[DIRECTIONS FOR THIS TASK] Convert the rows below into a JSON list of strings, one string per line, with blank lines omitted.

[DATA ENTRIES]
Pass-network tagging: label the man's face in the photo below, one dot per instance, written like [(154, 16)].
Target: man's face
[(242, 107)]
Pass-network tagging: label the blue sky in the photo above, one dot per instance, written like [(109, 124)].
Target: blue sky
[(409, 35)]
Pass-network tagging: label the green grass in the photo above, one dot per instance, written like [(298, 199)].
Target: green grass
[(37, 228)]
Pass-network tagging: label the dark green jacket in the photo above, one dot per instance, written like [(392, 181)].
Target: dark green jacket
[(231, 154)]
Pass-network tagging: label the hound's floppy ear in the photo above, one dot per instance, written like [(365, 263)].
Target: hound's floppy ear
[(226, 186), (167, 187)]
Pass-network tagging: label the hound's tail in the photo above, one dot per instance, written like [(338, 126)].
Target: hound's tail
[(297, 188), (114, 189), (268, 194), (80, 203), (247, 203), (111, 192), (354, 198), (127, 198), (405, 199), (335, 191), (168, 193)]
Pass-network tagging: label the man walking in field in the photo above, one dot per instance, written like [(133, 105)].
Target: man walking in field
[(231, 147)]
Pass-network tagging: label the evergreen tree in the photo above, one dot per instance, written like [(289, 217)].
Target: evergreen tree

[RESPONSE BELOW]
[
  "Pass-network tagging: label the man's face in the photo below, one dot per instance, written like [(154, 16)].",
  "Target: man's face",
  "[(242, 107)]",
  "Pass-network tagging: label the blue sky in the photo above, one dot per instance, written like [(109, 124)].",
  "Target: blue sky",
  "[(409, 35)]",
  "Pass-network tagging: label the green grass in the photo above, one dot per instance, written like [(298, 199)].",
  "Target: green grass",
  "[(37, 228)]",
  "Pass-network tagging: label the dark green jacket in the photo above, one dot per instance, written like [(392, 181)].",
  "Target: dark green jacket",
  "[(231, 154)]",
  "Pass-network tagging: label the hound's floppy ear in the photo above, one dot per instance, written like [(365, 263)].",
  "Target: hound's floppy ear",
  "[(226, 186), (167, 187)]",
  "Pass-network tagging: label the hound's tail in the photo above, one dot per instance, written like [(338, 126)].",
  "Target: hound's tail",
  "[(297, 188), (114, 189), (268, 194), (80, 203), (247, 203), (111, 192), (354, 198), (127, 198), (405, 199), (335, 191), (168, 193)]",
  "Pass-network tagging: label the man walking in field in the photo above, one dot per instance, written like [(133, 105)].",
  "Target: man walking in field",
  "[(231, 147)]",
  "Pass-network tagging: label the evergreen tree in the photo above, one dot per instance, written like [(289, 217)].",
  "Target: evergreen tree"
]